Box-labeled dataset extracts
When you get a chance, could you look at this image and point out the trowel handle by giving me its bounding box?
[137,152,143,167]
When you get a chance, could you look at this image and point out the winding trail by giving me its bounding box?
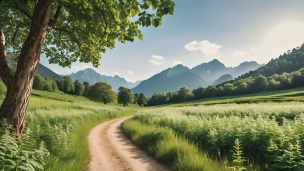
[88,117,169,171]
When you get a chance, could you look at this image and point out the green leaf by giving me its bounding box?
[146,17,151,27]
[152,18,159,27]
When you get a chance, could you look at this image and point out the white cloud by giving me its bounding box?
[250,47,256,52]
[184,40,222,56]
[232,51,248,58]
[173,61,182,65]
[148,59,164,66]
[151,55,164,61]
[127,71,133,75]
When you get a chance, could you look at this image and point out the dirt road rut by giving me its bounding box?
[88,117,169,171]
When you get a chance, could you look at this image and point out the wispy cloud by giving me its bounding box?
[127,71,133,75]
[148,59,164,66]
[151,55,164,61]
[232,51,248,58]
[184,40,222,56]
[250,47,256,52]
[173,61,182,65]
[148,55,165,66]
[231,47,257,58]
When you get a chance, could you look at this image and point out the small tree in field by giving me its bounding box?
[0,0,175,137]
[88,82,117,104]
[118,87,134,106]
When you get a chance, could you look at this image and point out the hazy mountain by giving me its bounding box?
[68,68,139,91]
[191,59,232,83]
[213,74,233,85]
[229,61,261,78]
[191,59,261,83]
[132,65,208,97]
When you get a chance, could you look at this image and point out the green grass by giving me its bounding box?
[0,90,135,171]
[169,87,304,106]
[132,102,304,170]
[123,119,221,171]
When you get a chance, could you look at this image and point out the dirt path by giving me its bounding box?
[88,117,169,171]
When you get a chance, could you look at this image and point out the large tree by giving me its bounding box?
[0,0,175,137]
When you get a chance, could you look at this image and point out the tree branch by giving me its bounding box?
[87,0,108,30]
[0,29,13,87]
[47,6,62,30]
[12,26,19,43]
[53,28,81,49]
[102,0,115,20]
[14,2,32,19]
[58,13,74,44]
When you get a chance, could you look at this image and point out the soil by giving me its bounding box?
[88,117,169,171]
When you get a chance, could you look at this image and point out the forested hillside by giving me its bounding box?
[238,44,304,79]
[148,44,304,105]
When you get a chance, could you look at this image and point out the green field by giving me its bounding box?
[0,87,304,171]
[0,90,135,171]
[170,87,304,106]
[123,87,304,170]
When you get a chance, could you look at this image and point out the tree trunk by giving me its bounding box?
[0,0,55,138]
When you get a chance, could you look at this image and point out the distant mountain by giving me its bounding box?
[191,59,232,83]
[213,74,233,85]
[229,61,261,78]
[68,68,140,91]
[132,59,260,96]
[191,59,261,83]
[132,65,208,97]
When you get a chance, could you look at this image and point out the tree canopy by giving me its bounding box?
[0,0,175,67]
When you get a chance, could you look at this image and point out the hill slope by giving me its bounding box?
[132,65,208,97]
[213,74,233,85]
[191,59,261,83]
[239,44,304,79]
[68,68,139,91]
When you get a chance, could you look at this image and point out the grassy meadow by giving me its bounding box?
[123,102,304,170]
[171,87,304,106]
[0,87,304,171]
[0,90,134,171]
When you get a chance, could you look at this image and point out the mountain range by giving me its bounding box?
[68,68,140,91]
[132,59,260,97]
[9,55,260,97]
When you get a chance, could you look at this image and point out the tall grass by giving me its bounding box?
[123,119,220,171]
[0,91,134,171]
[129,103,304,170]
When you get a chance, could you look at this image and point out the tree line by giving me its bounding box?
[147,68,304,106]
[28,74,148,106]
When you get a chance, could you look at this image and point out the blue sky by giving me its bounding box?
[41,0,304,82]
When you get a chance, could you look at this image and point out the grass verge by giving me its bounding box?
[122,119,221,171]
[45,109,134,171]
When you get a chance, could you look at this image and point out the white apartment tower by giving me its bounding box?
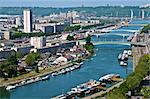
[131,10,134,20]
[23,9,32,33]
[30,36,46,48]
[142,9,145,19]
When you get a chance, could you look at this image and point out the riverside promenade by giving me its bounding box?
[0,63,73,87]
[82,80,125,99]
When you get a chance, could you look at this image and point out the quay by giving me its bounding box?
[0,63,73,87]
[82,80,125,99]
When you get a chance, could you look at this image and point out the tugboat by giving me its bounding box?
[6,85,16,90]
[120,61,128,66]
[41,75,49,81]
[99,74,120,83]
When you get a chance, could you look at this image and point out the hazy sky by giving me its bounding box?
[0,0,150,7]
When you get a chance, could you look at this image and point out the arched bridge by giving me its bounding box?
[92,33,131,36]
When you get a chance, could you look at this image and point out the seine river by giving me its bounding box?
[0,20,150,99]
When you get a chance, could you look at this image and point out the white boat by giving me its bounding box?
[51,94,66,99]
[51,72,58,76]
[99,74,119,81]
[80,62,83,65]
[120,61,128,66]
[70,67,75,71]
[6,85,16,90]
[123,50,128,54]
[118,54,122,60]
[65,68,71,72]
[128,50,132,56]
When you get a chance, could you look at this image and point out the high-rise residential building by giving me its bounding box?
[142,9,145,19]
[15,16,22,27]
[23,9,32,33]
[131,10,134,20]
[3,31,11,40]
[30,37,46,48]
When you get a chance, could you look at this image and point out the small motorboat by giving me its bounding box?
[41,75,49,81]
[120,61,128,66]
[6,85,16,90]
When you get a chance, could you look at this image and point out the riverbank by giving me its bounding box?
[82,79,125,99]
[0,63,72,87]
[0,50,93,87]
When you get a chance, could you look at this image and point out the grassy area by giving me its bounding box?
[0,67,55,85]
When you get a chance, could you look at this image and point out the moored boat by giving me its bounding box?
[41,75,49,80]
[99,74,120,83]
[6,85,16,90]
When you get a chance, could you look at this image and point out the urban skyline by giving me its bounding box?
[0,0,150,7]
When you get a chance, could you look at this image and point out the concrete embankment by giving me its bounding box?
[0,63,73,87]
[82,80,125,99]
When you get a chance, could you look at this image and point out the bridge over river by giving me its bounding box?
[79,40,146,46]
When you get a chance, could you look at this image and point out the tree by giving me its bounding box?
[35,66,39,73]
[85,35,91,43]
[25,54,35,66]
[141,24,150,33]
[141,87,150,98]
[67,35,74,41]
[16,52,23,58]
[8,55,18,65]
[25,53,40,66]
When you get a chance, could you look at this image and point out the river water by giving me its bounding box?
[0,20,147,99]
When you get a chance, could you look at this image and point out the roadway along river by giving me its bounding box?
[0,21,149,99]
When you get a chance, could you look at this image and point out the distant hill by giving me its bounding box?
[0,6,150,17]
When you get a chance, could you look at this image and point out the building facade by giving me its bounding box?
[23,9,32,33]
[30,37,46,48]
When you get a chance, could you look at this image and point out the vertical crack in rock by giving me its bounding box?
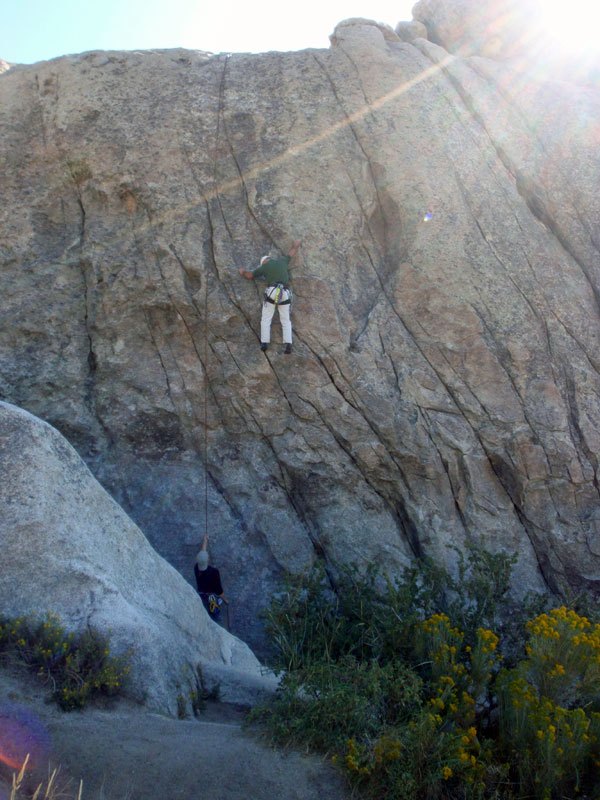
[469,61,600,263]
[420,41,600,314]
[219,59,276,246]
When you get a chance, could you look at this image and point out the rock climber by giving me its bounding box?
[194,534,229,622]
[240,240,300,355]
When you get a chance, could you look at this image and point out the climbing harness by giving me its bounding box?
[264,283,292,308]
[199,592,223,616]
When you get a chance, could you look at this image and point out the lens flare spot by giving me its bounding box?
[0,703,50,770]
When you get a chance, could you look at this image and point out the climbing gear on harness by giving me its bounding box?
[199,592,223,616]
[264,283,292,307]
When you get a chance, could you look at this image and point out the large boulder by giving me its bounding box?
[0,403,274,714]
[0,9,600,647]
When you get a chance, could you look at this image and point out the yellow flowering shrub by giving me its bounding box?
[498,606,600,800]
[0,613,130,711]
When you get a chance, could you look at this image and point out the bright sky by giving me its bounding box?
[0,0,600,64]
[0,0,416,64]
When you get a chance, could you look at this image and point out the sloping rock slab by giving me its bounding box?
[0,403,275,714]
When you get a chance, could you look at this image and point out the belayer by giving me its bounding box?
[239,236,300,354]
[194,534,229,627]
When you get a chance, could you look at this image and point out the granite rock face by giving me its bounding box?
[0,403,276,715]
[0,4,600,646]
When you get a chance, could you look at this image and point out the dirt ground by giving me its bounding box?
[0,669,348,800]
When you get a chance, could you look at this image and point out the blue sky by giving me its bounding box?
[0,0,416,64]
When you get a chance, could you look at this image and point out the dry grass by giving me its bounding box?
[0,755,83,800]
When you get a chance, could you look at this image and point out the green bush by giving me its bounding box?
[253,549,600,800]
[0,613,130,711]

* INSTRUCTION *
Present as a numbered list the lines starting with the one that contains "canopy by giving me its bounding box?" and ending with the one that contains "[0,90,134,171]", including both, and leave out any blank lines.

* RESPONSE TO THE EXERCISE *
1. When you get a chance, could you look at this image and point out the tree canopy by giving me its bounding box?
2. [0,0,175,67]
3. When you get a chance, could you look at this image and point out the hill slope by giving me its bounding box?
4. [132,65,208,97]
5. [213,74,233,85]
6. [191,59,261,83]
7. [239,44,304,79]
8. [68,68,139,91]
9. When you get a chance, could you look at this image and point out the grassy meadow by giving me its bounding box?
10. [123,102,304,170]
11. [171,87,304,106]
12. [0,87,304,171]
13. [0,90,134,171]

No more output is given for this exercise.